BRANO FORNITO:
4. Con la sentenza meglio indicata in epigrafe, il T.a.r. ha respinto il ricorso proposto dall’impresa contro il provvedimento 23 aprile 2021 appena descritto e contro gli altri atti pure indicati in epigrafe, ritenendo in sintesi legittimo l’operato dell’Agenzia delle dogane; in particolare ha ritenuto corretto l’apprezzamento secondo il quale i rifiuti spediti non erano classificabili con il codice dichiarato, ovvero, come si ripete, con il codice B1110 – OCSE GC020.

5. Contro questa sentenza, l’interessata ha proposto impugnazione, con appello che contiene cinque motivi, di riproposizione di quelli dedotti in I grado e di critica alla sentenza impugnata per non averli accolti, riassumibili così come segue.

5.1 Con il primo di essi, alle pp. 15-26 dell’atto, ripropone la censura, dedotta in I grado, di difetto di motivazione del provvedimento amministrativo impugnato.

5.1.1 La parte premette in proposito quanto si è già detto, ovvero che il provvedimento 23 aprile 2021 si fonda esclusivamente su due affermazioni, ovvero su quella per cui i rifiuti spediti sarebbero “classificabili al codice CER 191212 “altri rifiuti (compresi materiali misti) prodotti dal trattamento meccanico di rifiuti, diversi da quelli di cui alla voce 19 12 11*”e su quella per cui “non esisterebbe per tale EER 19 12 12 una voce specifica negli allegati III, III A e III B del Reg. 1013, con la conseguenza che non sarebbe stato possibile esportare i rifiuti in questione” con la procedura degli obblighi di informazione in concreto seguita (appello, p. 16). In particolare, sempre secondo la parte, l’amministrazione avrebbe tenuto in nessun conto tutta la documentazione da lei prodotta.

5.1.2 La parte premette ancora che il Giudice di I grado ha ritenuto nonostante ciò il provvedimento congruamente motivato in quanto esso indicherebbe “in modo inequivoco, sia pure in forma succinta, le ragioni sottese all’ordine di ripresa di rifiuti ritenuti non riconducibili ad alcuna delle voci elencate nell’allegato III al regolamento n. 1013 del 2006” (sentenza impugnata, p. 6).

[Righe di una raccolta di dati]
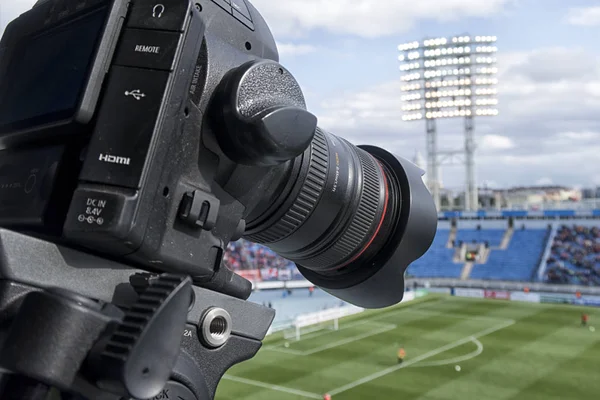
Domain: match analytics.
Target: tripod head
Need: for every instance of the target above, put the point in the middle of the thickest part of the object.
(97, 329)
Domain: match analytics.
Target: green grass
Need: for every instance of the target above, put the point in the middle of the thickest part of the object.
(506, 350)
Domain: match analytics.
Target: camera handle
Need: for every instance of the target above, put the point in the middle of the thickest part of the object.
(159, 337)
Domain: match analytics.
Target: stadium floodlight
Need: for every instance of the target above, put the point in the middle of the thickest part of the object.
(450, 77)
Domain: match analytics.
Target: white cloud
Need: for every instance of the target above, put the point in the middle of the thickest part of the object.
(385, 17)
(496, 142)
(544, 182)
(548, 126)
(292, 49)
(584, 16)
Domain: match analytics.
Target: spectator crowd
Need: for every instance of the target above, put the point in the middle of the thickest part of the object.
(575, 256)
(243, 255)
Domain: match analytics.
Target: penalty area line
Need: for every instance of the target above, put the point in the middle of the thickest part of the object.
(454, 360)
(417, 359)
(277, 388)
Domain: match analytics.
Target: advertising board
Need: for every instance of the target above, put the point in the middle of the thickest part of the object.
(476, 293)
(496, 294)
(526, 297)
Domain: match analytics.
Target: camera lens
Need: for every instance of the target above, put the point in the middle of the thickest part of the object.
(335, 208)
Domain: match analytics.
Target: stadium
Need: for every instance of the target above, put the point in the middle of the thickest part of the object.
(493, 310)
(504, 304)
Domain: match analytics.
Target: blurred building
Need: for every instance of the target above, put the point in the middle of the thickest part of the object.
(539, 196)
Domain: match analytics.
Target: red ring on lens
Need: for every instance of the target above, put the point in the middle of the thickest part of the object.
(383, 214)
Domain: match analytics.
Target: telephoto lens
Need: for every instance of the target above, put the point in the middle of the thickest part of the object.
(351, 218)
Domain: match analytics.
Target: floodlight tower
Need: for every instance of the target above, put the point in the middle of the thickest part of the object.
(450, 78)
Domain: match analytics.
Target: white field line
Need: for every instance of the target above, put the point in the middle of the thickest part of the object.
(341, 342)
(422, 357)
(454, 360)
(277, 347)
(274, 387)
(317, 334)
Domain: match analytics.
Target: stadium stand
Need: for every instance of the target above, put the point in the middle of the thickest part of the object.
(532, 252)
(491, 236)
(518, 262)
(575, 256)
(437, 262)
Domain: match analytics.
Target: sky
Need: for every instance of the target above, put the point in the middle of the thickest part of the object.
(344, 54)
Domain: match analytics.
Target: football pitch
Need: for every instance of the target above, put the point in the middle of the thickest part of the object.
(456, 348)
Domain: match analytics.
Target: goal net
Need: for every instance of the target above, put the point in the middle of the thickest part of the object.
(298, 331)
(322, 321)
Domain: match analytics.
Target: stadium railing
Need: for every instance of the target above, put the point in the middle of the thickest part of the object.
(504, 285)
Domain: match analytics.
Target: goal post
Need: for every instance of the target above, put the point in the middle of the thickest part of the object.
(327, 320)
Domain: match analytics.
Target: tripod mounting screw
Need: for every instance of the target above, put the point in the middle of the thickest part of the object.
(215, 327)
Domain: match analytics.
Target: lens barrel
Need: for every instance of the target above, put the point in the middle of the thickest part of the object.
(341, 214)
(333, 213)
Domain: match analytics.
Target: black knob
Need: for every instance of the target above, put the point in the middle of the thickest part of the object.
(261, 118)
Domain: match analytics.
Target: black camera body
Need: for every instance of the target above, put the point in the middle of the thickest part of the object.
(131, 168)
(137, 139)
(154, 133)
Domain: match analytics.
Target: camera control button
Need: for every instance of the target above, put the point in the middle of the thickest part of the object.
(241, 7)
(166, 15)
(148, 49)
(126, 122)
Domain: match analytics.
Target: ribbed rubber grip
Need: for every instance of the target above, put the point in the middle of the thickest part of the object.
(363, 221)
(128, 333)
(306, 201)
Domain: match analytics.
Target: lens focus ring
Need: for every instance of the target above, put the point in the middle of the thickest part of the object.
(307, 199)
(366, 218)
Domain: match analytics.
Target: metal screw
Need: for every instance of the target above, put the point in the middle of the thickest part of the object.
(215, 328)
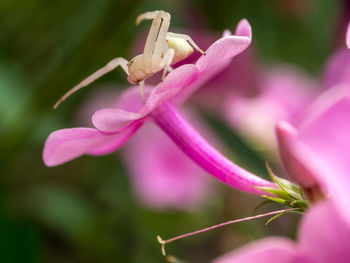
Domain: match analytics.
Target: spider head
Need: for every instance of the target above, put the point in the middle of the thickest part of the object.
(181, 47)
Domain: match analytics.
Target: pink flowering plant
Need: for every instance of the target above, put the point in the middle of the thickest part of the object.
(313, 146)
(114, 126)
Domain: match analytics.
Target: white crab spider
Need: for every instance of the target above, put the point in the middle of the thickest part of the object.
(162, 49)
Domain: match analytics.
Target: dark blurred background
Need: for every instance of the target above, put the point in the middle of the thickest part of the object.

CONSEGNA: Trascrivi fedelmente dal brano sul ricorso contro l'Agenzia delle dogane il tratto che va da "4. Con la sentenza" fino a "provvedimento amministrativo impugnato.".

SVOLGIMENTO:
4. Con la sentenza meglio indicata in epigrafe, il T.a.r. ha respinto il ricorso proposto dall’impresa contro il provvedimento 23 aprile 2021 appena descritto e contro gli altri atti pure indicati in epigrafe, ritenendo in sintesi legittimo l’operato dell’Agenzia delle dogane; in particolare ha ritenuto corretto l’apprezzamento secondo il quale i rifiuti spediti non erano classificabili con il codice dichiarato, ovvero, come si ripete, con il codice B1110 – OCSE GC020.

5. Contro questa sentenza, l’interessata ha proposto impugnazione, con appello che contiene cinque motivi, di riproposizione di quelli dedotti in I grado e di critica alla sentenza impugnata per non averli accolti, riassumibili così come segue.

5.1 Con il primo di essi, alle pp. 15-26 dell’atto, ripropone la censura, dedotta in I grado, di difetto di motivazione del provvedimento amministrativo impugnato.